→ **SELECTED EXTRACT**:

# What size would a ladies 34 jacket be?



## Jay89 (23 August 2009)

Hi, what size would a size 34 jacket be? Size 10 or 12? Or am I way off the mark? 

Thanks


----------



## Divasmum (23 August 2009)

size 12


----------



## Storminateacup (23 August 2009)

34 is a 10 - 36 is 12 I think. 38 is 14


----------



## Jay89 (23 August 2009)

Thanks


----------



## Cliqmo (23 August 2009)

I thought it referred to bust size? 
	
	
		
		
	


	





Having said that I am a 34dd bust 
	
	
		
		
	


	




 x 28 waist 
	
	
		
		
	


	




 x 36 hips 
	
	
		
		
	


	




  and so normally wear a size 12 top and 14 trouser... but my (size 34) hacking jacket definitely seems quite roomy around the waist (and normally also the bust by the time I have 'em strapped down in a sports bra! 
	
	
		
		
	


	




 ) 

Sorry this probably hasn't been much help, it may be best to get to a local store and try some on?


----------



## martlin (23 August 2009)

34 is 34 inches round the chest, normally it would be 10/12, but it depends on size of your..ehm.. boobs and the cut of the jacket.
For example I'm size 12, but thin waisted big boobed type, so my jacket is 36 inch and taken in at waist.


----------

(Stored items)

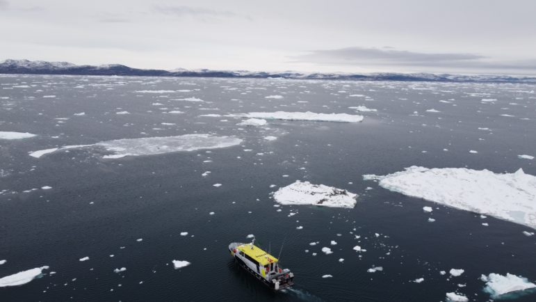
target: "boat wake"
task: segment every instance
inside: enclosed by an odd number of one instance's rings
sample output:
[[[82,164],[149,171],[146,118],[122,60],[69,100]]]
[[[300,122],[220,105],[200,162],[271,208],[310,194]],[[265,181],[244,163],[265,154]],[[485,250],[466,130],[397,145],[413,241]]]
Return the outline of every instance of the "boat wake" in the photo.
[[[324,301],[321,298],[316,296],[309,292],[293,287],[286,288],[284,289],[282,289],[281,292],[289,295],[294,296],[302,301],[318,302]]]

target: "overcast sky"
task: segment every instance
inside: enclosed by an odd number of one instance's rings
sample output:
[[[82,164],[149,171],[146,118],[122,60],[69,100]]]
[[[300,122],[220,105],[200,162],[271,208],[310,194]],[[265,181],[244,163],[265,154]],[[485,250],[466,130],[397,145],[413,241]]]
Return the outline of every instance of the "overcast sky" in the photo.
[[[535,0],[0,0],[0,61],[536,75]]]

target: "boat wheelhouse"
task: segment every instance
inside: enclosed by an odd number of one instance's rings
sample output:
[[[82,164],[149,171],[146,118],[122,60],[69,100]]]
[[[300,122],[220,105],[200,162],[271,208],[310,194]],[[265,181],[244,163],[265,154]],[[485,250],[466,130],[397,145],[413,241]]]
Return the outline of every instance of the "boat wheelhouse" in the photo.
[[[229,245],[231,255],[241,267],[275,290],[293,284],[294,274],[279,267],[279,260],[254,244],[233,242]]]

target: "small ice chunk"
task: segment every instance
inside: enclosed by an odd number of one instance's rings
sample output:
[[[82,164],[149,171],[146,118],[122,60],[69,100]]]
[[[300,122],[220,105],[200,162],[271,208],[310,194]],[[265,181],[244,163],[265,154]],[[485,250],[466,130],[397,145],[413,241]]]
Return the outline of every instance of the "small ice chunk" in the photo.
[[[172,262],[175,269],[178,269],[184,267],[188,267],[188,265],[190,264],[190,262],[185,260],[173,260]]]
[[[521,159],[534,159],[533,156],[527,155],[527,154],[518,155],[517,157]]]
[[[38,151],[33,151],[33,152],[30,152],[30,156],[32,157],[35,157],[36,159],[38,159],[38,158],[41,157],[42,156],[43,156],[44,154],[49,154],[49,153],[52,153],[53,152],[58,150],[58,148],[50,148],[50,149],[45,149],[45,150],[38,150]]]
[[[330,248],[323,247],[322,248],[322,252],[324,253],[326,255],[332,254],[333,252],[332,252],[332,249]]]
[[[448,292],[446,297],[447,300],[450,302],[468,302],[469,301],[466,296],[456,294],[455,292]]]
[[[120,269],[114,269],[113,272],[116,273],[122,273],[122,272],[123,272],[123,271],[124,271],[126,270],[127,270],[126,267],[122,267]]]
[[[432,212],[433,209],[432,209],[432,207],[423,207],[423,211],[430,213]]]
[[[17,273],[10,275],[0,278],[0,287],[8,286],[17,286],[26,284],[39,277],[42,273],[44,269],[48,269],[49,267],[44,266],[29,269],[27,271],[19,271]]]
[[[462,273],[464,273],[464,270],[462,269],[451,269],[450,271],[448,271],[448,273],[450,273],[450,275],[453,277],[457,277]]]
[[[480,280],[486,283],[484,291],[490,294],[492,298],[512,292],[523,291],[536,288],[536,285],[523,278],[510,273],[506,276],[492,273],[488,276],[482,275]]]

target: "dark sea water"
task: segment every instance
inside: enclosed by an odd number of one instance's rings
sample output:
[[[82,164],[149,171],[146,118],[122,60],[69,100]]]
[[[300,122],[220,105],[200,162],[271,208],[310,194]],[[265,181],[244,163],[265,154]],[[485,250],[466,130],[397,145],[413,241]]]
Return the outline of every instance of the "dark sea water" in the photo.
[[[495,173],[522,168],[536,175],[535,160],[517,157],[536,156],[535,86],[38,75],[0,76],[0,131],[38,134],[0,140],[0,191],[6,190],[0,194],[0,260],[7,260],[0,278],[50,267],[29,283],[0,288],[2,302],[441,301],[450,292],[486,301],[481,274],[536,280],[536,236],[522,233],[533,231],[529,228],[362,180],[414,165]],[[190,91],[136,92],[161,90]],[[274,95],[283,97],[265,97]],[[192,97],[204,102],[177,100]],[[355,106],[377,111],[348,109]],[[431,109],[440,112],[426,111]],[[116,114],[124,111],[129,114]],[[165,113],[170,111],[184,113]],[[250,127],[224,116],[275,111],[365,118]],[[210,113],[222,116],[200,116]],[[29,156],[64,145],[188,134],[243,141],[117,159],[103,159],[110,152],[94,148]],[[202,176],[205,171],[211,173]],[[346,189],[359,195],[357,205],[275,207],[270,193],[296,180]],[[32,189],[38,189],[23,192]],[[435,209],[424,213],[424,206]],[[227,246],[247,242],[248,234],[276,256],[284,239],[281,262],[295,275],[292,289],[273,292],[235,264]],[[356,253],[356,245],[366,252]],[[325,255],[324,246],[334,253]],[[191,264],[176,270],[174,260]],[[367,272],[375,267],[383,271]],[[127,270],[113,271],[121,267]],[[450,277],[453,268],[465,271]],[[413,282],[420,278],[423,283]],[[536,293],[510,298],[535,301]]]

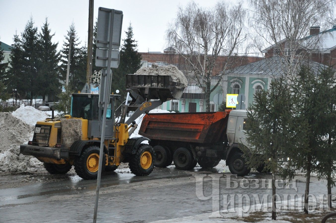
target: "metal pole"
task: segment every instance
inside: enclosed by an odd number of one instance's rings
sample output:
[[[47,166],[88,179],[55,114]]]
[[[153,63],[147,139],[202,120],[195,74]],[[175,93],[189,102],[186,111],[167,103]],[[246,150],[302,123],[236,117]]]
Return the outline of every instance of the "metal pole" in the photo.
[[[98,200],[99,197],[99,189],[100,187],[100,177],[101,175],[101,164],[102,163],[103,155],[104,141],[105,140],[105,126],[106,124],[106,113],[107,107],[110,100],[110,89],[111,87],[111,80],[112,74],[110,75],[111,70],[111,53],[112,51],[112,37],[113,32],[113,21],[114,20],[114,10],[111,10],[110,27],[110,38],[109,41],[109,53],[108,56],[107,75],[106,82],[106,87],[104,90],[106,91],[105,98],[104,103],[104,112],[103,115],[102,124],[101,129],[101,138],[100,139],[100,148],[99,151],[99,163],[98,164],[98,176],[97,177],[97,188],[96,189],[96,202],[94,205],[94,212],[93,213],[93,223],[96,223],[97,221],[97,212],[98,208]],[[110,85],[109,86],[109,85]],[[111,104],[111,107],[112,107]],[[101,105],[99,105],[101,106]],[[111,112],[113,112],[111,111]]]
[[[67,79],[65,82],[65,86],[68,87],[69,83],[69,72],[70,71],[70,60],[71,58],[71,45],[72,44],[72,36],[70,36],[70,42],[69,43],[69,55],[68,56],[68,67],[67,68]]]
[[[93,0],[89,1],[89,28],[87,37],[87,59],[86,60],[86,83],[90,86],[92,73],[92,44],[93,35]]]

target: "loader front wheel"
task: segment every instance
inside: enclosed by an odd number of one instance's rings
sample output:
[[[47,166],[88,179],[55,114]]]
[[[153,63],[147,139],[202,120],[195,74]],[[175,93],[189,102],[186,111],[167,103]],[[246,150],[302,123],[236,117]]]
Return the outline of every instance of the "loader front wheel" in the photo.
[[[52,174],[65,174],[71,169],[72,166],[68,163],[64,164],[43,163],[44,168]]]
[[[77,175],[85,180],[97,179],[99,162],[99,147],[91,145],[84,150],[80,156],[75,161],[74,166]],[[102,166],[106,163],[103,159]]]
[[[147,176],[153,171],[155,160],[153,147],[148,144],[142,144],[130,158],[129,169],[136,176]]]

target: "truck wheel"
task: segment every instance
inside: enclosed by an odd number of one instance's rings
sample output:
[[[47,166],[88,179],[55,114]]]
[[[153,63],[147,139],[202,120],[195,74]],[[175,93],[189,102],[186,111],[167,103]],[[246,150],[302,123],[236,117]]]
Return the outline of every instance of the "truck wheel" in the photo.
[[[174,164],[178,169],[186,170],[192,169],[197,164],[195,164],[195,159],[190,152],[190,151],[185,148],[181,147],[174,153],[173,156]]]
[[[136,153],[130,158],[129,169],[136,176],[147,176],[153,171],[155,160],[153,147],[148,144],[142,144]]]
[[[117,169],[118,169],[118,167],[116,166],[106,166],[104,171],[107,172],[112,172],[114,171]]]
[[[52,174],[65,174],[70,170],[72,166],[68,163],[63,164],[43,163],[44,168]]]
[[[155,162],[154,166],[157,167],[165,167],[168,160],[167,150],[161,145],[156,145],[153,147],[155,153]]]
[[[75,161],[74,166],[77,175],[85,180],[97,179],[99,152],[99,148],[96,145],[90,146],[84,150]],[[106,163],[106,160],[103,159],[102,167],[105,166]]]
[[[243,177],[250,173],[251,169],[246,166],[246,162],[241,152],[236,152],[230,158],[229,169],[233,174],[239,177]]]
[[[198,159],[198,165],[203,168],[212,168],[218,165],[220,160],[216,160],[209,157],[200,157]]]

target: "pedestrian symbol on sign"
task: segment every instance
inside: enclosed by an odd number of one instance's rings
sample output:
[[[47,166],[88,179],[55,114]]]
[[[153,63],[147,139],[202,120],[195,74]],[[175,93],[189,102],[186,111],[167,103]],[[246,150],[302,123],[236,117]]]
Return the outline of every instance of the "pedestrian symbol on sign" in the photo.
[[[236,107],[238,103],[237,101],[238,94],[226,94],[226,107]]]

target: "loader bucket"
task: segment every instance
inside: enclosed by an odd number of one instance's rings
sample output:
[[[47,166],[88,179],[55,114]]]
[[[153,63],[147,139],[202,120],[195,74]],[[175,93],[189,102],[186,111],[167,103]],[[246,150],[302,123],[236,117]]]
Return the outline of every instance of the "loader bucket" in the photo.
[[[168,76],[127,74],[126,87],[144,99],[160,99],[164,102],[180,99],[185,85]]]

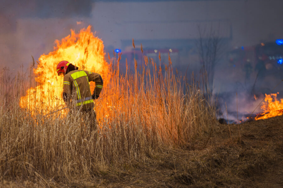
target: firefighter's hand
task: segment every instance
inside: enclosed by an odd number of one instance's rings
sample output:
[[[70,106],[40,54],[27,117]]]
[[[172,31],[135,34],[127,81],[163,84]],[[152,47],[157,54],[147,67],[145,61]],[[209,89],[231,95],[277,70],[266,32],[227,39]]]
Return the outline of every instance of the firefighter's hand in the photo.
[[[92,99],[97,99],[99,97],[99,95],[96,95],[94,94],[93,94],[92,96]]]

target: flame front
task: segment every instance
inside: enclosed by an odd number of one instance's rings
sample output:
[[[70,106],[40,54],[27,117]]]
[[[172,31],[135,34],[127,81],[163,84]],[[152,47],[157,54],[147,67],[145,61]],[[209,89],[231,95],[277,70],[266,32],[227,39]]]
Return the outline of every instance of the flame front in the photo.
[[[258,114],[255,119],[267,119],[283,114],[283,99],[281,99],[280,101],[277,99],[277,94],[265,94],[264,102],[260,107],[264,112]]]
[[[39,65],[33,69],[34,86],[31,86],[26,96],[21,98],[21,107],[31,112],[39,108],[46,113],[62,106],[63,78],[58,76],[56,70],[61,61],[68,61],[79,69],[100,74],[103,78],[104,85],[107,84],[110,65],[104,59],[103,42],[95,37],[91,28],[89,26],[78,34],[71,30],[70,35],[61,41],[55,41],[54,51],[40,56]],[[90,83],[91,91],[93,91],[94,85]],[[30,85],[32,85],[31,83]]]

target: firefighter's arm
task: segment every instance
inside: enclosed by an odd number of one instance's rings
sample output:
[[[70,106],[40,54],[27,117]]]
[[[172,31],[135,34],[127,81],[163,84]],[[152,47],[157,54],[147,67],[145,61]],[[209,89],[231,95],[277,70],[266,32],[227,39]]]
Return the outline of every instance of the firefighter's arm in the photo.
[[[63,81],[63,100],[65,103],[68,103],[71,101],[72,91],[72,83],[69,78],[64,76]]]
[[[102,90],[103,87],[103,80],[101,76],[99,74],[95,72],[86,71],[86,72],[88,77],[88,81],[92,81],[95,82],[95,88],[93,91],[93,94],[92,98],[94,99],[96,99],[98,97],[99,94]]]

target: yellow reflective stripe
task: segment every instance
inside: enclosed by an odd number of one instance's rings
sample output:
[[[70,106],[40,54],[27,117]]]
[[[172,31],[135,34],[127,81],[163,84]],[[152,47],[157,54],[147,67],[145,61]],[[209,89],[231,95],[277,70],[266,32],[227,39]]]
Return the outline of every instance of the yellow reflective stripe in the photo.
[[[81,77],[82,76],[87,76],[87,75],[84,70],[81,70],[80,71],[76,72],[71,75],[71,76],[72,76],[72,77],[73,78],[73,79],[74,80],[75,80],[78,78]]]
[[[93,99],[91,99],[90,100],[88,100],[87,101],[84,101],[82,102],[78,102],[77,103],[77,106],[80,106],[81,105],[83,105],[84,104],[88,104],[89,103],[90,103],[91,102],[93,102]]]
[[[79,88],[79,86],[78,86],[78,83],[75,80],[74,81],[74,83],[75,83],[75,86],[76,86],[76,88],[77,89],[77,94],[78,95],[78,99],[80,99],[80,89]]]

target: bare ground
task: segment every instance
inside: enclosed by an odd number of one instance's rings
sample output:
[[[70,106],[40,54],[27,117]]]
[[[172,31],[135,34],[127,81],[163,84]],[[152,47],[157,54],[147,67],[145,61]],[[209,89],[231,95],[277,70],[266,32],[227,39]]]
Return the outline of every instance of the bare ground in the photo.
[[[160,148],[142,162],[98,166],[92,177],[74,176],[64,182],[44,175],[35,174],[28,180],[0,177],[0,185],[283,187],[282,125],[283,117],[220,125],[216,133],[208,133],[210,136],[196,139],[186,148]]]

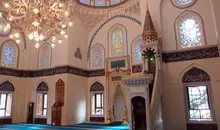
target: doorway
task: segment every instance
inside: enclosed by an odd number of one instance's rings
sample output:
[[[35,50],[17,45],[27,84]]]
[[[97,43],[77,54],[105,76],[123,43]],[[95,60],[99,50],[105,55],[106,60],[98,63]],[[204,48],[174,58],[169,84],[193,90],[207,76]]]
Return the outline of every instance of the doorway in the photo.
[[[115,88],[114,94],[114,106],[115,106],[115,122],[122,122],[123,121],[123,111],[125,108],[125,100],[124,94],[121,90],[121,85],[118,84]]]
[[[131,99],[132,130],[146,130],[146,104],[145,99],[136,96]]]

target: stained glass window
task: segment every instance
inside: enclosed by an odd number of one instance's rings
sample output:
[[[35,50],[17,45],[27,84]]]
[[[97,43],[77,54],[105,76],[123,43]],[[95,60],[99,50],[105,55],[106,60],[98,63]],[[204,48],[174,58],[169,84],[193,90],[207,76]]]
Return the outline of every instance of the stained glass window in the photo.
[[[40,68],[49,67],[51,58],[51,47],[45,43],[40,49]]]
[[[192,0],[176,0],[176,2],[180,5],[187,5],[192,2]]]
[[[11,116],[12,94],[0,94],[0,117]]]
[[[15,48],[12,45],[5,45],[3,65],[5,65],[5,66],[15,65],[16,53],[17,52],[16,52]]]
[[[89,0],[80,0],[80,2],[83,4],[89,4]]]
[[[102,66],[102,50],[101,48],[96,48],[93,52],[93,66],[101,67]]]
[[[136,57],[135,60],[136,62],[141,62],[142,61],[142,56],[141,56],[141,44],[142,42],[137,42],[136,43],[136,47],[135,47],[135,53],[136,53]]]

→ **PARTS OF THE EXERCISE**:
[a] Answer these questions about the jacket-size thread:
(i) According to Storminateacup, what size is a 38?
(ii) What does martlin say the 34 measures?
(iii) What size top does Cliqmo normally wear?
[b] Decide whether each statement agrees with the jacket-size thread:
(i) Divasmum says a 34 jacket is a size 10.
(ii) Cliqmo suggests trying some jackets on at a local store.
(iii) martlin's jacket is 36 inch and taken in at the waist.
[c] Print everything in the jacket-size thread from "34 is 34 inches" down to "in at waist.".

→ **RESULTS IN ORDER**:
[a]
(i) 14
(ii) 34 inches round the chest
(iii) Size 12

[b]
(i) No: "size 12"
(ii) Yes: "it may be best to get to a local store and try some on?"
(iii) Yes: "so my jacket is 36 inch and taken in at waist."

[c]
34 is 34 inches round the chest, normally it would be 10/12, but it depends on size of your..ehm.. boobs and the cut of the jacket.
For example I'm size 12, but thin waisted big boobed type, so my jacket is 36 inch and taken in at waist.